Given instruction: Reproduce the material below word for word, leaving out the pictures.
** begin Record extracts **
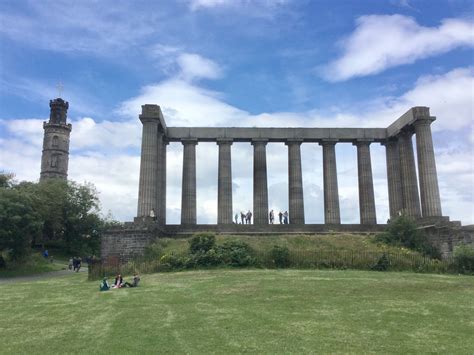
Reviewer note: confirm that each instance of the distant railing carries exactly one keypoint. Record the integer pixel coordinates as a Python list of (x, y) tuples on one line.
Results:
[(298, 259)]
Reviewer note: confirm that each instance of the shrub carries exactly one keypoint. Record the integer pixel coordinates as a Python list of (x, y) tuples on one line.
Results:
[(402, 231), (237, 253), (382, 264), (202, 242), (212, 257), (280, 256), (464, 258)]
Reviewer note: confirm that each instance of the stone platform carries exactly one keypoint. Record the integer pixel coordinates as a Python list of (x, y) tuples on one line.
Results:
[(131, 239)]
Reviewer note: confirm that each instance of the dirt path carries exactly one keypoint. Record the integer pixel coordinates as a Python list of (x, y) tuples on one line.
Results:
[(43, 276)]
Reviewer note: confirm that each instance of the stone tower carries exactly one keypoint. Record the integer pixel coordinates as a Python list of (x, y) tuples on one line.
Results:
[(55, 158)]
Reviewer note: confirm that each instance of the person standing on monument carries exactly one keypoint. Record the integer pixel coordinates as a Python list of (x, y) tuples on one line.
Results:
[(152, 214), (249, 217), (272, 217)]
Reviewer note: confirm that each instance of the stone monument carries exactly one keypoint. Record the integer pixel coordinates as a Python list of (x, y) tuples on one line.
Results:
[(55, 157)]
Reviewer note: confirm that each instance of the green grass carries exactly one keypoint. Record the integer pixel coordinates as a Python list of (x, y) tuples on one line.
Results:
[(235, 311), (340, 242), (32, 265)]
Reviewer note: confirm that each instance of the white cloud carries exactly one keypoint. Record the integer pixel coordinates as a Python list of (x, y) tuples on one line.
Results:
[(384, 41), (193, 66)]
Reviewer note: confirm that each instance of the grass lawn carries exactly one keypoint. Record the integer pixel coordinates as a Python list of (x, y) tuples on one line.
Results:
[(35, 264), (233, 311)]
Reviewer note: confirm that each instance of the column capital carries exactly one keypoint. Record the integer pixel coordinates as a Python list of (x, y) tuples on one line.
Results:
[(189, 141), (362, 142), (147, 119), (406, 132), (224, 141), (389, 141), (259, 141), (293, 141), (328, 141), (424, 121)]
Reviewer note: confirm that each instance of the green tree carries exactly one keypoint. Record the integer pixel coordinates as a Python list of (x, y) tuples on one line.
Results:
[(403, 231), (20, 223), (53, 213)]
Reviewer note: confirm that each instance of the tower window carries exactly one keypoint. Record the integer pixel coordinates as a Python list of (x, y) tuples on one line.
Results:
[(54, 161)]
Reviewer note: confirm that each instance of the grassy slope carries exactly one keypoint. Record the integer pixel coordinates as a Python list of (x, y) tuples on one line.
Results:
[(229, 311), (35, 264)]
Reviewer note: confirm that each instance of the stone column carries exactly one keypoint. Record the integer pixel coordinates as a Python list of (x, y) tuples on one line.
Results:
[(332, 213), (260, 188), (295, 182), (224, 191), (147, 188), (429, 190), (161, 215), (395, 198), (366, 185), (411, 199), (188, 194)]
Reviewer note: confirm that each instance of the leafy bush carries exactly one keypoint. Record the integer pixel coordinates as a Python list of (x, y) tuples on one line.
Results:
[(382, 264), (210, 258), (402, 231), (172, 261), (237, 253), (202, 243), (280, 256), (464, 259)]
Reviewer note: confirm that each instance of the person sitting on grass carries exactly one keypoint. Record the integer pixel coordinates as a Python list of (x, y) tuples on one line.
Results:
[(136, 280), (118, 281), (104, 285)]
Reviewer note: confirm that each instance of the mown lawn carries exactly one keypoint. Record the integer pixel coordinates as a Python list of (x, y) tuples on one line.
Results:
[(234, 311)]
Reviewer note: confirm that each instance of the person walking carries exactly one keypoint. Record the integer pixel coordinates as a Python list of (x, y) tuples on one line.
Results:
[(271, 216)]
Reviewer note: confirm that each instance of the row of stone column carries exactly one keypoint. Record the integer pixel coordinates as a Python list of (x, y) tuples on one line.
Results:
[(401, 175)]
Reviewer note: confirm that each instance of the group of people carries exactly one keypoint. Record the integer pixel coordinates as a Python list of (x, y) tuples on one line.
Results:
[(282, 217), (246, 218), (119, 283), (75, 263)]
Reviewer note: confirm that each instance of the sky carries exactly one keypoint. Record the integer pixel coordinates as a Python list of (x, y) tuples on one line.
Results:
[(261, 63)]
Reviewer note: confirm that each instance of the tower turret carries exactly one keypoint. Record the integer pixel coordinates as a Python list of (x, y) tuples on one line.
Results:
[(55, 158)]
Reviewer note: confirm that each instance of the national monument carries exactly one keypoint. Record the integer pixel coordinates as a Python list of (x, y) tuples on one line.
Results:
[(415, 195)]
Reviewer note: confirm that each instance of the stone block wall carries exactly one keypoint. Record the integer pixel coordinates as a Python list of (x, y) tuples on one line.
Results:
[(127, 242)]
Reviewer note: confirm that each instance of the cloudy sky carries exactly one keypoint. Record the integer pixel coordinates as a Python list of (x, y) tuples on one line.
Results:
[(280, 63)]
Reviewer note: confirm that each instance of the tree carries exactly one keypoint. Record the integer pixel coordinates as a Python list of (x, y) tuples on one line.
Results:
[(53, 213), (20, 223), (403, 231)]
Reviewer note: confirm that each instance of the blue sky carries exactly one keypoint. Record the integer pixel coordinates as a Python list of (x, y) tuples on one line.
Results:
[(237, 63)]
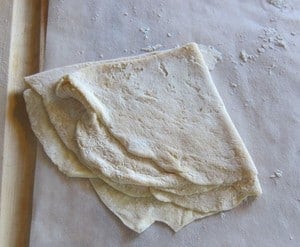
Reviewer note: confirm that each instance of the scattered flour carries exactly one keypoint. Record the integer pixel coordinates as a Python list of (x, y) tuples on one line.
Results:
[(277, 174)]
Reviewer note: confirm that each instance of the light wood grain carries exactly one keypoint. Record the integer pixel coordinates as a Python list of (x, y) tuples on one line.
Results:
[(19, 149)]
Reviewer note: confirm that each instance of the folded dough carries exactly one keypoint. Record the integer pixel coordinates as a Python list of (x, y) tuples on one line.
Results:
[(150, 131)]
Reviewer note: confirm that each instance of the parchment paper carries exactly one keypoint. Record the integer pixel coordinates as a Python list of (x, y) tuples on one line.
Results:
[(261, 96)]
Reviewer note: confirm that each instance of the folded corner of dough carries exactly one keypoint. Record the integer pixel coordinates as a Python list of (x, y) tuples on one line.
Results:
[(151, 132)]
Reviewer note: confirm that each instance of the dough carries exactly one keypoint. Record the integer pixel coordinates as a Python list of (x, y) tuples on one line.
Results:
[(151, 131)]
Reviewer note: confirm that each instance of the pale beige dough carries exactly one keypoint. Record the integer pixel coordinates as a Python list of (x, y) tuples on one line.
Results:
[(152, 127)]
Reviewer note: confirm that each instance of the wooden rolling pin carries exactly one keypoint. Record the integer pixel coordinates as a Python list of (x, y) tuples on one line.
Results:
[(24, 54)]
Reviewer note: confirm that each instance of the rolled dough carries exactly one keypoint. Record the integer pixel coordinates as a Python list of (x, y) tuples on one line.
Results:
[(150, 131)]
** end Record extracts **
Complete answer:
Reviewer note: confirm that each instance of the distant railing carries exactly one keypoint. Record the integer pixel coordinates as a Python list of (x, y) tuples on one line.
Results:
[(298, 259)]
Reviewer note: confirm that each instance of the shrub carries exactly one keypoint. Record the integer pixel coordinates as a Python list of (x, y) tuples on one line.
Results:
[(402, 231), (237, 253), (382, 264), (202, 242), (212, 257), (280, 256), (464, 258)]
Reviewer note: confirm that each instance of the stone platform carries exactly one keypoint. Record the integer pixel coordinates as a Python list of (x, y) tuples on one line.
Results:
[(131, 239)]
Reviewer note: confirm that each instance of the dirt path carries exactly one keypoint. Record the integer pixel coordinates as a Python list of (x, y) tuples on one line.
Results:
[(43, 276)]
Reviewer note: confirm that each instance of the stone tower carries exactly one keypoint. Record the integer pixel coordinates as a Python list of (x, y) tuples on one line.
Results:
[(55, 158)]
Reviewer note: confirm that each instance of the person standing on monument carries exactly one keypoint. Record the integer pixel coordinates as a Python list of (x, y) tuples on one line.
Results:
[(152, 214), (249, 217), (272, 217)]
Reviewer note: confirm that each instance of the stone monument carries exactly one keypoint. Record the integer pixel coordinates as a Python list of (x, y) tuples on one line.
Results:
[(55, 157)]
Reviewer note: confirm that each instance of the green grass carries exactly one keypoint. Record the integer pixel coordinates as a Python list of (x, y) tuples on one line.
Results:
[(235, 311), (340, 242), (32, 265)]
Reviewer note: confirm that each instance of the white cloud carries exactly one keypoint. Record the integer pixel coordinates as a Python list of (x, y) tuples on one line.
Results:
[(384, 41), (193, 66)]
Reviewer note: confirm that each instance of the grass lawn carries exactly one keypoint. Record the integer pixel coordinates as a Python list of (x, y) tuples on one line.
Results:
[(35, 264), (233, 311)]
Reviewer note: confirm that each instance of the column capital carries exactly one keypoint. Record the integer pixel coordinates as a Python list of (x, y) tuples on one line.
Results:
[(189, 141), (362, 142), (147, 119), (406, 132), (224, 141), (389, 141), (259, 141), (293, 141), (328, 141), (424, 121)]
Reviewer note: confirm that each instance of the green tree carries exactly one keypoint. Record the integer pixel coordinates as a Python list of (x, y) tuples on one line.
Results:
[(403, 231), (20, 223), (53, 213)]
Reviewer note: confirm that each instance of the tower window carries exactly one keypoint. Record the integer pixel coordinates as a Python list of (x, y) tuples on one line.
Results:
[(54, 161)]
Reviewer note: confirm that each instance of the grassy slope carries exactly one keypoint. Record the integer pixel coordinates as a Python list of (x, y) tuples on one line.
Results:
[(229, 311), (35, 264)]
Reviewer note: confirm that each instance of the stone column carries exactly one keypoint. Record the integer pixel coordinates as a Python list of (x, y) tuples on one line.
Results:
[(332, 213), (260, 188), (295, 182), (224, 191), (147, 188), (429, 190), (161, 215), (395, 198), (366, 185), (411, 199), (188, 194)]
Reviewer note: confirm that each instance of the leafy bush carries exactly one keypoint. Record the integer pixel coordinates as a Python list of (x, y) tuples on one line.
Results:
[(382, 264), (210, 258), (402, 231), (172, 261), (237, 253), (202, 243), (280, 256), (464, 259)]
Reviewer note: confirm that each instance of the person sitting on grass carries exactly one keypoint. Record the integer pixel coordinates as a Python list of (x, y) tuples on one line.
Results:
[(136, 280), (118, 281), (104, 285)]
Reviewer note: confirm that each instance of the mown lawn carries exactly one keypoint. Record the integer pixel coordinates as a Python list of (x, y) tuples on one line.
Results:
[(234, 311)]
Reviewer note: confirm that each instance of the person walking carries exactly one keypoint. Record the integer pixel coordinates as a Python list of (x, y) tuples on one line.
Results:
[(271, 216)]
Reviewer note: confirm that each instance of the row of stone column carries exactly one keypoint. Record the integer pixel coordinates as a Python list of (x, y) tuples on one line.
Results:
[(401, 175)]
Reviewer note: confirm that each instance of the group of people carries exactly one keypoint. Record the integer pixel coordinates as a Python list of (x, y) tuples on one line.
Results:
[(282, 217), (246, 218), (119, 283), (75, 263)]
Reviewer note: confirm that each instance of the sky carries exactly one keypoint. Record the integer pixel coordinates as a Python list of (x, y) tuples on one line.
Results:
[(261, 63)]
Reviewer note: confirm that each instance of the tower turret carries exactly one keypoint. Record the integer pixel coordinates as a Python list of (x, y) tuples on one line.
Results:
[(55, 158)]
Reviewer note: confirm that each instance of the national monument carries exactly one keypoint. Record the integer pixel coordinates as a Python list of (x, y) tuples on one line.
Results:
[(415, 195)]
Reviewer note: confirm that each instance of the stone block wall carries exactly one keypoint. Record the integer pixel coordinates as a Python list of (x, y) tuples on one line.
Results:
[(127, 242)]
Reviewer note: confirm that each instance of the cloudy sky carries exactly one keypoint. Record the integer pixel coordinates as a Python list of (x, y) tuples on one line.
Results:
[(280, 63)]
Reviewer note: confirm that each instance of the tree carries exactly one keypoint. Record the integer pixel coordinates as a Python list of (x, y) tuples on one line.
Results:
[(53, 213), (20, 223), (403, 231)]
Reviewer note: confirm that each instance of the blue sky carries exactly one keypoint. Record the integer pixel coordinates as a Python list of (x, y) tuples on one line.
Results:
[(237, 63)]
Reviewer note: confirm that each instance of the scattered flour carries exactly one keypoint. Record the integer pixel coordinates as a Python list of (x, y) tuples on one line.
Results:
[(277, 174)]
Reviewer note: confirm that each instance of the light wood grain carries exactly one keypoint. Record the integer pixel coordinates as a Python list of (x, y) tuples on one line.
Results:
[(19, 149)]
Reviewer note: confirm that each instance of the folded dough carries exactly one keypoint. Record the integer pixel coordinates as a Python list of (x, y) tuples on one line.
Results:
[(150, 131)]
Reviewer note: confirm that each instance of the parchment paper carries exactly one keypoint. Record the integer pixel coordinates as a Python list of (x, y) tuples on one line.
Results:
[(261, 96)]
Reviewer note: confirm that each instance of the folded corner of dough carries exactly one keypoint. Record the integer pixel coordinates as a Python list of (x, y) tuples on one line.
Results:
[(151, 132)]
Reviewer note: confirm that each instance of the dough carries exactly one keypoint. Record the integer pixel coordinates as a Python list of (x, y) tuples on one line.
Results:
[(151, 131)]
Reviewer note: confirm that each instance of the pale beige dough carries exactly one keypoint. Record the integer pixel coordinates as a Python list of (x, y) tuples on one line.
Results:
[(152, 127)]
Reviewer note: confirm that each instance of the wooden rolling pin carries exactly one keypoint. Record the integer pixel coordinates as a Python list of (x, y) tuples on one line.
Results:
[(24, 54)]
Reviewer note: confirm that each instance of the rolled dough carries exactly one keypoint. Record the integer pixel coordinates as a Python list of (x, y) tuples on one line.
Results:
[(150, 131)]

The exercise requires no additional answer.